Dataset rows
Begin

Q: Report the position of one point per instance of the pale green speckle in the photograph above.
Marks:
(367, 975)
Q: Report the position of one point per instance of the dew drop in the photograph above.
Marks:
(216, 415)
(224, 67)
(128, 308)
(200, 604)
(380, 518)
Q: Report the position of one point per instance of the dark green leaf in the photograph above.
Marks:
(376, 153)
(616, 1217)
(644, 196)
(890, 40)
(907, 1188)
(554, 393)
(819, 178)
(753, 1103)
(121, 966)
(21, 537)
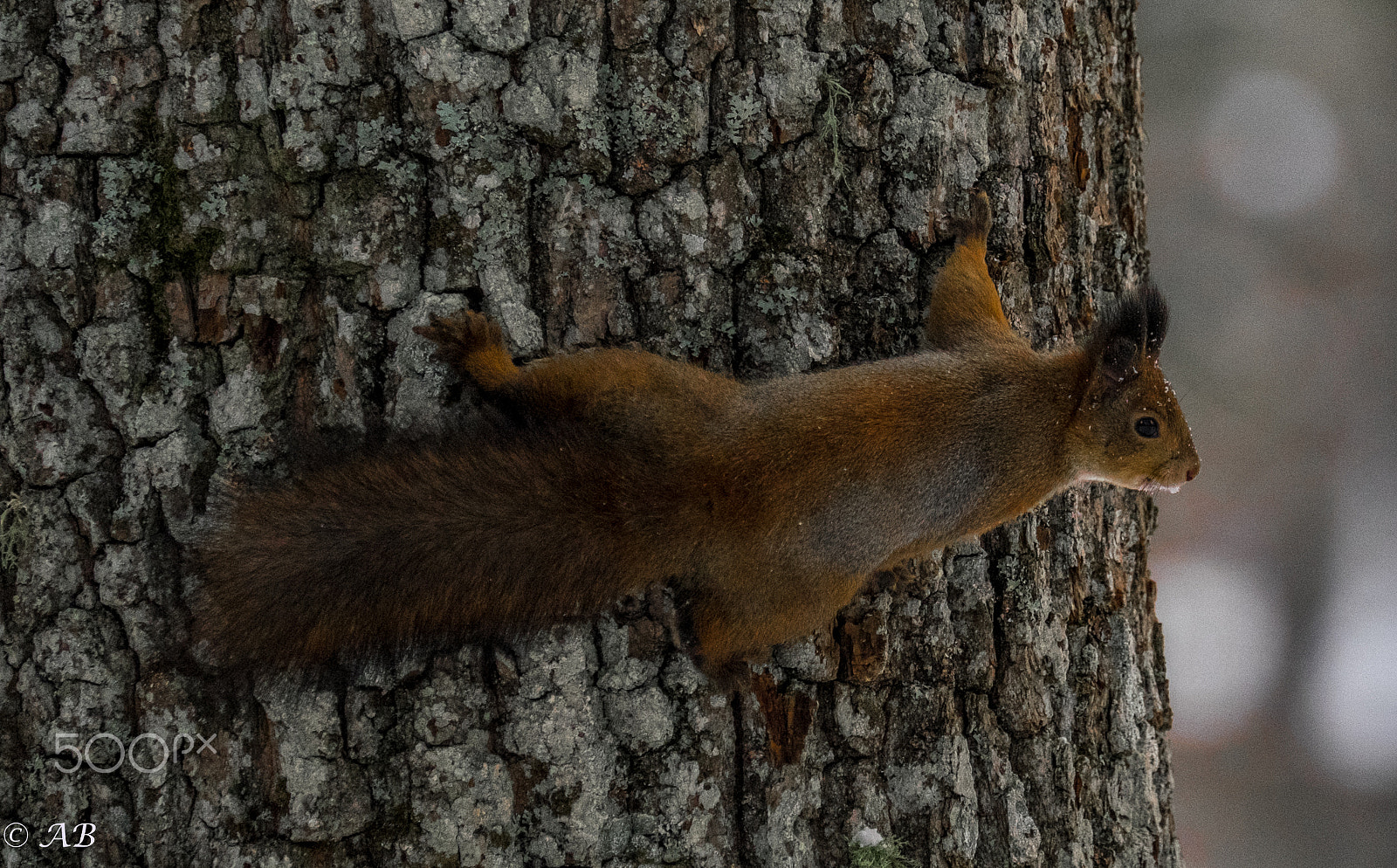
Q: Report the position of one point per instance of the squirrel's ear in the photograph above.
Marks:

End

▸ Given instruction
Give every line of the data above as a JSON list of strings, one string per line, with blank lines skipped and the pictures left out.

▸ Finished task
[
  "Q: Report the position of one point per instance of the pale green speckle in the photograph above.",
  "Marks:",
  "(367, 975)",
  "Q: Report the position of one point per instance of the dew drop in the photograph above.",
  "Marks:",
  "(216, 415)",
  "(224, 67)",
  "(128, 308)",
  "(200, 604)",
  "(380, 518)",
  "Q: Report the position of one point per instance of the dark green leaf in the photograph above.",
  "Marks:",
  "(376, 153)",
  "(616, 1217)",
  "(644, 196)",
  "(890, 40)",
  "(907, 1188)",
  "(554, 393)",
  "(819, 178)",
  "(753, 1103)",
  "(121, 966)",
  "(21, 537)",
  "Q: Report the position of one point per instance of the squirrel's ear in the photograph above.",
  "Marks:"
]